• _Document segment_:
——
Per a consent order, negotiated by the Southern Environmental Law Center on behalf of Cape Fear River Watch with the NCDEQ, Chemours must spend hundreds of millions cleaning up its contamination at the source. In the end, it is required to have halted at least 99% of PFAS from escaping the Fayetteville site, according to Kemp Burdette, riverkeeper of Cape Fear River Watch.
However, Chemours is not the only source to blame for PFAS contamination, and the situation is not unique to Wilmington.
“There’s other reasons why we have PFAS in our drinking water,” Burdette said. “Coming from upstream sources, coming from air pollution, coming from sediment, coming from products that are used to fight fires upstream, and so you kind of need this type of approach –– this kind of all-hands-on-deck approach –– to treat what is really an incredibly serious environmental issue.”
The riverkeeper added that PFAS are not only in water. The substances are in firefighting gear, clothes, food, personal care products and the air.
“It turns out that the more you look, the more PFAS you find,” Burdette said.
Dubbed “forever chemicals,” because natural processes cannot break them down, it was first revealed that PFAS were floating in the region’s water source in 2017. Wastewater treatment plants, in their current states, weren’t capable of removing the chemicals from the water, and utilities have since pursued upgrades, such as reverse osmosis systems.
“These are chemicals that are unable to be broken down by traditional water treatment even though we had some of the best water treatment in the country here,” Burdette said. “It was unable to touch it because you really have to go after PFAS chemicals with a very specific treatment process.”
PFAS are linked to adverse health impacts, from cancer to reproductive and immune system problems. In the U.S. at least 97% of humans have PFAS flowing through their bloodstreams, according to a survey by the Centers for Disease Control and Prevention. Another estimate is as high as 99%.
——
• _Records_:
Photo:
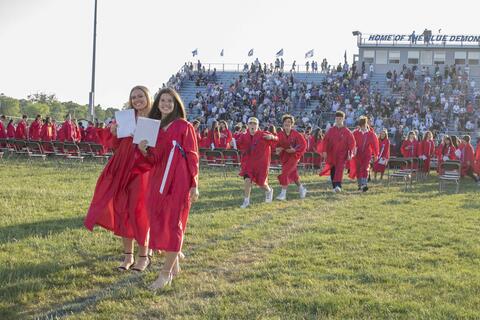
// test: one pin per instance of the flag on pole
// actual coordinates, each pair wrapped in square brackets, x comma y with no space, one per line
——
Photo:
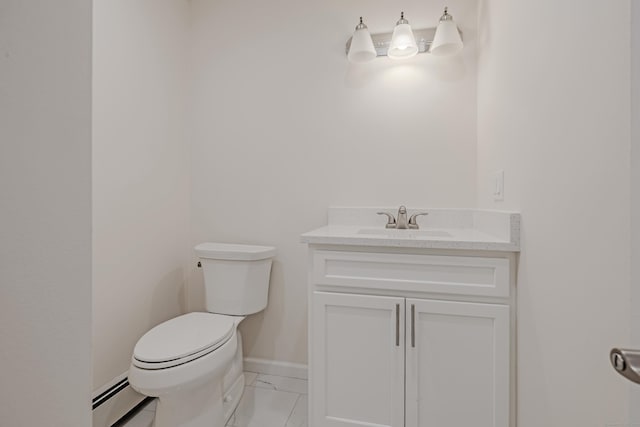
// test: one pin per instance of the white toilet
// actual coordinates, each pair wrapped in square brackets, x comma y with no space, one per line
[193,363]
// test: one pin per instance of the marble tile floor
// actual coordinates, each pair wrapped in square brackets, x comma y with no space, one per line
——
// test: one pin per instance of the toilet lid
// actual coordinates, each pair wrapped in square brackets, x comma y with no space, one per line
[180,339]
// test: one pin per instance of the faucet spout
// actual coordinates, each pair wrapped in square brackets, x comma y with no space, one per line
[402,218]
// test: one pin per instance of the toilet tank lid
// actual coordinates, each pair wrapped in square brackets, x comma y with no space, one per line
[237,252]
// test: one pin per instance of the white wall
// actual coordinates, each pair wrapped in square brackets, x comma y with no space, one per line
——
According to the passage on PFAS contamination, what share of PFAS must Chemours ultimately stop from escaping its Fayetteville site under the consent order?

• _Solution for this task_:
At least 99%